Tugas a - Menurut kutipan tentang peleburan baja, mengapa IF disebut unit pelebur yang ideal untuk baja paduan?

6. PELEBURAN Selama kebersihan bahan muatan IF selalu terkendali, IF merupakan pelebur yang paling ideal, termasuk kehandalannya dalam aksi pengadukan leburan membuat tingkat kehomogenan komposisi kimia tuangannya lebih baik. Emisi gas dan asap yang dihasilkan pun sangat rendah. IF merupakan unit pelebur yang ideal untuk baja paduan karena kehilangan pada peleburan atau pemurnian adalah kecil, sehingga muatan dapat dihitung untuk memperoleh komposisi leburan yang sesuai tanpa perlu menunggu hasil analisisnya terlebih dahulu. 6.1. Peleburan tetap. Dalam pelaksanaan peleburan tetap (dead melting) operasi dimulai dengan memasukkan muatan sekrap, bahan lainnya dan pemadu non-oxidisable. Setelah bahan ini mencair seluruhnya, bila dibutuhkan, sejumlah unsur pemadu oxidisable ikut ditambahkan. Pemanasan-lebih (super heating) dilakukan sejak bahan pemadu terakhir yang ditambahkan melebur penuh sampai ke temperatur leburan yang diinginkan, sebagai kompensasi kehilangan temperatur dalam operasi tapping, pemrosesan ladel dan temperatur tuang. Pemanasan-lebih dan tapping dilakukan secepat mungkin. Temperatur dalam tungku naik dengan laju terukur, bergantung kepada besarnya masukan-daya. Operator tungku yang sudah berpengalaman hanya mengukur temperatur saat bahan terakhir melebur penuh dan memastikan waktu untuk tapping dengan baik tanpa harus mengukur kembali temperatur. Deoksidasi akhir dapat dilakukan di dalam tungku sesaat sebelum tapping, di dalam ladel atau di dalam keduanya.
10
Kadar gas akan naik dengan cepat bila temperatur leburan baja ditahan. Laju kenaikan pelarutan gas hidrogen, nitrogen dan oksigen dapat dilihat pada Gambar 8, Gambar 9 dan Gambar 10. Pada gambar tersebut tampak bahwa laju pelarutan hidrogen dan oksigen akan lebih cepat pada temperatur yang lebih tinggi, sedangkan pelarutan nitrogen semakin besar pada temperatur yang lebih rendah, namun sama sekali tidak terserap pada temperatur tinggi.
Gambar 8. Penyerapan gas hidrogen oleh leburan baja 0,3 %-C akibat
3
penahan pada temperatur dan waktu tertentu . Gambar 9. Penyerapan gas nitrogen oleh leburan baja 0,3 %-C akibat 3 penahan pada temperatur dan waktu tertentu .

Bahan Tugas -
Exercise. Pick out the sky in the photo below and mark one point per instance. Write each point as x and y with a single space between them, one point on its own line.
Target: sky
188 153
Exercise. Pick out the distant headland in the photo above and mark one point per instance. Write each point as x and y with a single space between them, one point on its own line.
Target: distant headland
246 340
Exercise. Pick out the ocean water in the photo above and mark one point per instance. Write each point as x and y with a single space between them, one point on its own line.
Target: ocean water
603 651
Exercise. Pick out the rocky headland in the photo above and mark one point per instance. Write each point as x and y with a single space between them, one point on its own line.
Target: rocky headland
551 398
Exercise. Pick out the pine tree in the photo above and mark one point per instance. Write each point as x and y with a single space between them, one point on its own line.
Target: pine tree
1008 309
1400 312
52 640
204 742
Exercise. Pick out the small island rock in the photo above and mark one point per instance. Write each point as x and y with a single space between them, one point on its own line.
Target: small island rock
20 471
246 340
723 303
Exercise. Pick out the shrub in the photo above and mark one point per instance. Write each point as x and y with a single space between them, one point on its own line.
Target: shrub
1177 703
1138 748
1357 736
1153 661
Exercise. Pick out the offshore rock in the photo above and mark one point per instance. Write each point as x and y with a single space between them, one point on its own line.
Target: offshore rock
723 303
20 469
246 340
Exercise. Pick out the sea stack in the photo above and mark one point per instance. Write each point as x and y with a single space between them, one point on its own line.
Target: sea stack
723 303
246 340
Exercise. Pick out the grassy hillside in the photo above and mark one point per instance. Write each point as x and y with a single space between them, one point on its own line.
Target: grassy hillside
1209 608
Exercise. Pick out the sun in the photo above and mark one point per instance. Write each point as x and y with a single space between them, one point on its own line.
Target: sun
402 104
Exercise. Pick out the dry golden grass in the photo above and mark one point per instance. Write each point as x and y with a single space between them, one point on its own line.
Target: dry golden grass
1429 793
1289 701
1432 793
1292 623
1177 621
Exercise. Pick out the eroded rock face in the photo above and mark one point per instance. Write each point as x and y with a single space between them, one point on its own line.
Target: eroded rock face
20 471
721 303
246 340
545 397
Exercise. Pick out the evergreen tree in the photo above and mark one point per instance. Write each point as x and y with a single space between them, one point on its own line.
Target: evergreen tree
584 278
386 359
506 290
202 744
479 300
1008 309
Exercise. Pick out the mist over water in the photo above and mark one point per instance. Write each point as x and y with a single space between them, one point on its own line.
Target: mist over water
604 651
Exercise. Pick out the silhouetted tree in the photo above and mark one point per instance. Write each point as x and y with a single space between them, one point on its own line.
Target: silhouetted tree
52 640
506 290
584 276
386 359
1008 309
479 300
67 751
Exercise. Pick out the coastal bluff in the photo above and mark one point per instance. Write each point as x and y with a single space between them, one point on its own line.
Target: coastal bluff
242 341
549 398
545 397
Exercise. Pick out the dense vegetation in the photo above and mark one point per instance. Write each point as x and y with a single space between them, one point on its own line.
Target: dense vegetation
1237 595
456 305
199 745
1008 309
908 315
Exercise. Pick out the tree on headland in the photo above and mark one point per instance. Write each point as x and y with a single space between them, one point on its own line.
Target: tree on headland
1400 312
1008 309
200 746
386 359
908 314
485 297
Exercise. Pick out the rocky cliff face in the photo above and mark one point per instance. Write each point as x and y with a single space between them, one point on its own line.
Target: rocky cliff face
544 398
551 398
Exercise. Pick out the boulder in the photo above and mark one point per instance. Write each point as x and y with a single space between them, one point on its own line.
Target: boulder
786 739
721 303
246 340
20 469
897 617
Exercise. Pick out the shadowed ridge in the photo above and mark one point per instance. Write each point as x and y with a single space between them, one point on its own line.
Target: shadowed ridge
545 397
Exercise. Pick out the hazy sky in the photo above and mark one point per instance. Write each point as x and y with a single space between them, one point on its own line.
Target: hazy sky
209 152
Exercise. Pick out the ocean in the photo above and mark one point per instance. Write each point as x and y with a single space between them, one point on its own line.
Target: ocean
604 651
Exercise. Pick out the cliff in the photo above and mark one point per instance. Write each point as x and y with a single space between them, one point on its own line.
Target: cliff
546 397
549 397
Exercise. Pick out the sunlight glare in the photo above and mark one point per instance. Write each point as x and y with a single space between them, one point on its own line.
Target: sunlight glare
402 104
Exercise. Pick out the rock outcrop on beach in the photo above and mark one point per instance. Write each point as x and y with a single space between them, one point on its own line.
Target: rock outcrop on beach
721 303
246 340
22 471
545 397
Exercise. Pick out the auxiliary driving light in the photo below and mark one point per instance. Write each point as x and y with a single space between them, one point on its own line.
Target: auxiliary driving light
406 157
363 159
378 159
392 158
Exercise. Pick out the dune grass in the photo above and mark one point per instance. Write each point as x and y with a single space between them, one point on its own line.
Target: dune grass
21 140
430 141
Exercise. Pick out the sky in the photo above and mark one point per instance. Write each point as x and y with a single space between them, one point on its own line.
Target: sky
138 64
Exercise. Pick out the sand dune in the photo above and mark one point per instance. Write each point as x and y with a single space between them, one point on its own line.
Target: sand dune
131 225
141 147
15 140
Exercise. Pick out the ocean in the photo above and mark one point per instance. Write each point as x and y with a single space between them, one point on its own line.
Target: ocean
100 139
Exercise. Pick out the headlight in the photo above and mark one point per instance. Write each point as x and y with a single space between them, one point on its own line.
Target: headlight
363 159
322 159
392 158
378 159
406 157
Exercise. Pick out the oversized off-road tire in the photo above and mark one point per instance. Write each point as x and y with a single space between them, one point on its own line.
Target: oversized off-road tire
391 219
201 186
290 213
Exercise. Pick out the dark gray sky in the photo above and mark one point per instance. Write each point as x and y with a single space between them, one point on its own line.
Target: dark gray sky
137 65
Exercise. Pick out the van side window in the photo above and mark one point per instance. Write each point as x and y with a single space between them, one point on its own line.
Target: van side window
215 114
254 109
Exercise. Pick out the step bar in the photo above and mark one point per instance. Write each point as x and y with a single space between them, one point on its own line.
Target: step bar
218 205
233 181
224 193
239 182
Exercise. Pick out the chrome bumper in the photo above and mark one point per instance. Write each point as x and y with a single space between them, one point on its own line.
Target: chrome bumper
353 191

Tugas b - Hitunglah banyaknya baris dalam catatan yang memuat kata "boulder", dengan membedakan huruf besar dan huruf kecil. Tuliskan angkanya saja.

Jawaban Lengkap a - Karena kehilangan pada peleburan atau pemurnian kecil, sehingga muatan dapat dihitung untuk memperoleh komposisi leburan yang sesuai tanpa menunggu hasil analisis terlebih dahulu.

Jawaban Lengkap b - 2